Dataset rows:

━━━━

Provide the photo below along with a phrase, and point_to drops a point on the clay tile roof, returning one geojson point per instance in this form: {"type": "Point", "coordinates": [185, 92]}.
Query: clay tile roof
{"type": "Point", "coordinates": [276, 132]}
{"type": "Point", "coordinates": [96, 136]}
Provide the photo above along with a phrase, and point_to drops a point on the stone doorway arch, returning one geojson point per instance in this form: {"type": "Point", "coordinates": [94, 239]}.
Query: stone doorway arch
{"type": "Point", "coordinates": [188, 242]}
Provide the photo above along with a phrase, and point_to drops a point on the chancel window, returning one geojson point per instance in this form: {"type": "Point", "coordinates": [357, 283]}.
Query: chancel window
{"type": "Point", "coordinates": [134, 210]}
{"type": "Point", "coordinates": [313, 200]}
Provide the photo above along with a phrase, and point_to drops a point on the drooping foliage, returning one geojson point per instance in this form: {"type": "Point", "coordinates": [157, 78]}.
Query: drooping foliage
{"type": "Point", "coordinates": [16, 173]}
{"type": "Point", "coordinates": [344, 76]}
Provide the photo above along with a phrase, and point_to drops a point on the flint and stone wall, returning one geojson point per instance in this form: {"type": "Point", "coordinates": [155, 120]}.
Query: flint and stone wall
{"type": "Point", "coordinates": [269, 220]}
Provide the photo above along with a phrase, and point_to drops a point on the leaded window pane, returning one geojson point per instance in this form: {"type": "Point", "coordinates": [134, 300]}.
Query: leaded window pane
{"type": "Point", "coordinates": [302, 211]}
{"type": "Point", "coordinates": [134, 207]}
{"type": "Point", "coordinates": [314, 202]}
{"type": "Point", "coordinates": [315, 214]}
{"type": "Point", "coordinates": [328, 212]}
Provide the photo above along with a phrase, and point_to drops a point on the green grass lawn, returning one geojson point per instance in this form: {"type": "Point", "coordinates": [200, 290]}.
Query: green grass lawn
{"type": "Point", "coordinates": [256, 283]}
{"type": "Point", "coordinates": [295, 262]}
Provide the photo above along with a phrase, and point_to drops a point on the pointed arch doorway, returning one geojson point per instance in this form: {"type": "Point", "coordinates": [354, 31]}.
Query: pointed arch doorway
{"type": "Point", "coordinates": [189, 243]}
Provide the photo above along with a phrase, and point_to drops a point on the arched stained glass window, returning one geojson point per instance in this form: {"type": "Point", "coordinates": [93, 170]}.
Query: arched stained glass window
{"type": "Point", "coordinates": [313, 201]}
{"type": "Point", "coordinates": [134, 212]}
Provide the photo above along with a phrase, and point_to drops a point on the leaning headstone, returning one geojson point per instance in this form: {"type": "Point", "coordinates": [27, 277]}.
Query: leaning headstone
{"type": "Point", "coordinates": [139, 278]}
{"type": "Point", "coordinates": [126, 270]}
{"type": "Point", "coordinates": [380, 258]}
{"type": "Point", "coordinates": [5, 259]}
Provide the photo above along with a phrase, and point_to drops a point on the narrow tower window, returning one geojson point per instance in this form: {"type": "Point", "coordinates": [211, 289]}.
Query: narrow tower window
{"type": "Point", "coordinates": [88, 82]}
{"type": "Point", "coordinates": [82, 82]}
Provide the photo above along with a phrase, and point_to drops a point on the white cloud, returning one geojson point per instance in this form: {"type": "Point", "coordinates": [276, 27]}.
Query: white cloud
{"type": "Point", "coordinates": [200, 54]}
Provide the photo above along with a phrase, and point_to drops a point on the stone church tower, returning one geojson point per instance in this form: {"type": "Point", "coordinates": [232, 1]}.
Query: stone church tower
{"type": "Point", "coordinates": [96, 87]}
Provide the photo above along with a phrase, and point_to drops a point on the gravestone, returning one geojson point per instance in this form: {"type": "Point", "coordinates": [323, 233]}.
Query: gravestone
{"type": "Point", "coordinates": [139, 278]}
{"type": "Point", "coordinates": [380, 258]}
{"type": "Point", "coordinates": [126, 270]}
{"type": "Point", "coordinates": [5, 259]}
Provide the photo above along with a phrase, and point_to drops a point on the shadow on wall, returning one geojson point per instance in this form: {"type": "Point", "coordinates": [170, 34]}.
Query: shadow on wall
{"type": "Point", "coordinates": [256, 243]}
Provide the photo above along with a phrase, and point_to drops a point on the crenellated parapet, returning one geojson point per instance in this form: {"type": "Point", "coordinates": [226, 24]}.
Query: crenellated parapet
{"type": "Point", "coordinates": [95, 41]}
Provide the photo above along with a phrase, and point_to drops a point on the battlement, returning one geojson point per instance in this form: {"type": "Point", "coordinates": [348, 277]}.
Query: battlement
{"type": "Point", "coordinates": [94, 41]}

━━━━

◆ EXERCISE DESCRIPTION ◆
All of the data above should be transcribed exactly.

◆ CORRECT RESULT ◆
Provide the photo below along with a phrase, and point_to drops a point on the clay tile roof, returning one geojson point per instance in this form: {"type": "Point", "coordinates": [185, 92]}.
Query: clay tile roof
{"type": "Point", "coordinates": [276, 132]}
{"type": "Point", "coordinates": [96, 136]}
Provide the photo above along with a phrase, and point_to drops a point on the stone doorway arch, returning one geojson point per instance in this form: {"type": "Point", "coordinates": [94, 239]}.
Query: stone doorway arch
{"type": "Point", "coordinates": [188, 242]}
Provide the photo above along with a phrase, and point_to drops a point on the chancel window, returning one geojson point per instance in this form: {"type": "Point", "coordinates": [357, 283]}.
Query: chancel window
{"type": "Point", "coordinates": [134, 210]}
{"type": "Point", "coordinates": [313, 200]}
Provide the photo above along with a phrase, and point_to drops a point on the drooping foliage, returning one geojson point per instance in this form: {"type": "Point", "coordinates": [157, 78]}.
Query: drooping foliage
{"type": "Point", "coordinates": [16, 173]}
{"type": "Point", "coordinates": [344, 76]}
Provide the photo above along with a phrase, and point_to drops a point on the flint and stone wall, returning one geojson point per instance in this form: {"type": "Point", "coordinates": [155, 120]}.
Query: flint and stone wall
{"type": "Point", "coordinates": [269, 220]}
Provide the photo above along with a phrase, and point_to drops a point on the leaded window pane, returning one geojson point per instance in this form: {"type": "Point", "coordinates": [134, 300]}.
Query: leaded window pane
{"type": "Point", "coordinates": [302, 211]}
{"type": "Point", "coordinates": [134, 207]}
{"type": "Point", "coordinates": [314, 202]}
{"type": "Point", "coordinates": [315, 214]}
{"type": "Point", "coordinates": [328, 212]}
Provide the photo above along with a phrase, and point_to drops a point on the green grass lawn, returning one geojson point per instance in this form: {"type": "Point", "coordinates": [200, 290]}.
Query: green grass lawn
{"type": "Point", "coordinates": [256, 283]}
{"type": "Point", "coordinates": [295, 262]}
Provide the photo above along with a phrase, and point_to drops a point on the pointed arch doorway, returning one geojson point per instance in this form: {"type": "Point", "coordinates": [354, 31]}.
Query: pointed arch doorway
{"type": "Point", "coordinates": [189, 243]}
Provide the photo above along with a phrase, and point_to drops a point on the arched stained glass window, returning one geojson point per instance in this form: {"type": "Point", "coordinates": [93, 170]}.
Query: arched stained glass window
{"type": "Point", "coordinates": [313, 201]}
{"type": "Point", "coordinates": [134, 212]}
Provide the photo above along with a phrase, and point_to drops a point on the leaning headstone, returning one geojson point per instance in this form: {"type": "Point", "coordinates": [27, 277]}.
Query: leaning headstone
{"type": "Point", "coordinates": [139, 278]}
{"type": "Point", "coordinates": [126, 270]}
{"type": "Point", "coordinates": [380, 258]}
{"type": "Point", "coordinates": [5, 259]}
Provide the photo above along with a phrase, and point_to drops a point on the narrow tower window, returning one geojson point per instance in this form: {"type": "Point", "coordinates": [211, 289]}.
Query: narrow tower window
{"type": "Point", "coordinates": [88, 82]}
{"type": "Point", "coordinates": [82, 82]}
Provide the photo above along with a phrase, and point_to drops a point on the white cloud, returning one geojson point per instance in this form: {"type": "Point", "coordinates": [276, 27]}.
Query: white cloud
{"type": "Point", "coordinates": [200, 54]}
Provide the photo above along with a phrase, and point_to drops a point on the stone church tower, returning one geojson point per instance in this form: {"type": "Point", "coordinates": [232, 1]}.
Query: stone church tower
{"type": "Point", "coordinates": [96, 87]}
Provide the photo above along with a phrase, and point_to drops a point on the gravestone, returning one geojson point per instance in this form: {"type": "Point", "coordinates": [323, 233]}.
Query: gravestone
{"type": "Point", "coordinates": [139, 278]}
{"type": "Point", "coordinates": [380, 258]}
{"type": "Point", "coordinates": [126, 270]}
{"type": "Point", "coordinates": [5, 259]}
Provide the photo above along with a phrase, and point_to drops a point on the shadow on wall, returning one geojson point per instance in this form: {"type": "Point", "coordinates": [170, 34]}.
Query: shadow on wall
{"type": "Point", "coordinates": [256, 243]}
Provide the photo above along with a phrase, and point_to drops a point on the crenellated parapet, returning one geojson point per instance in this form: {"type": "Point", "coordinates": [226, 24]}.
Query: crenellated parapet
{"type": "Point", "coordinates": [95, 41]}
Provide the photo above along with a phrase, and point_to drops a point on the battlement, returning one geojson point per instance in this form: {"type": "Point", "coordinates": [348, 277]}.
Query: battlement
{"type": "Point", "coordinates": [94, 41]}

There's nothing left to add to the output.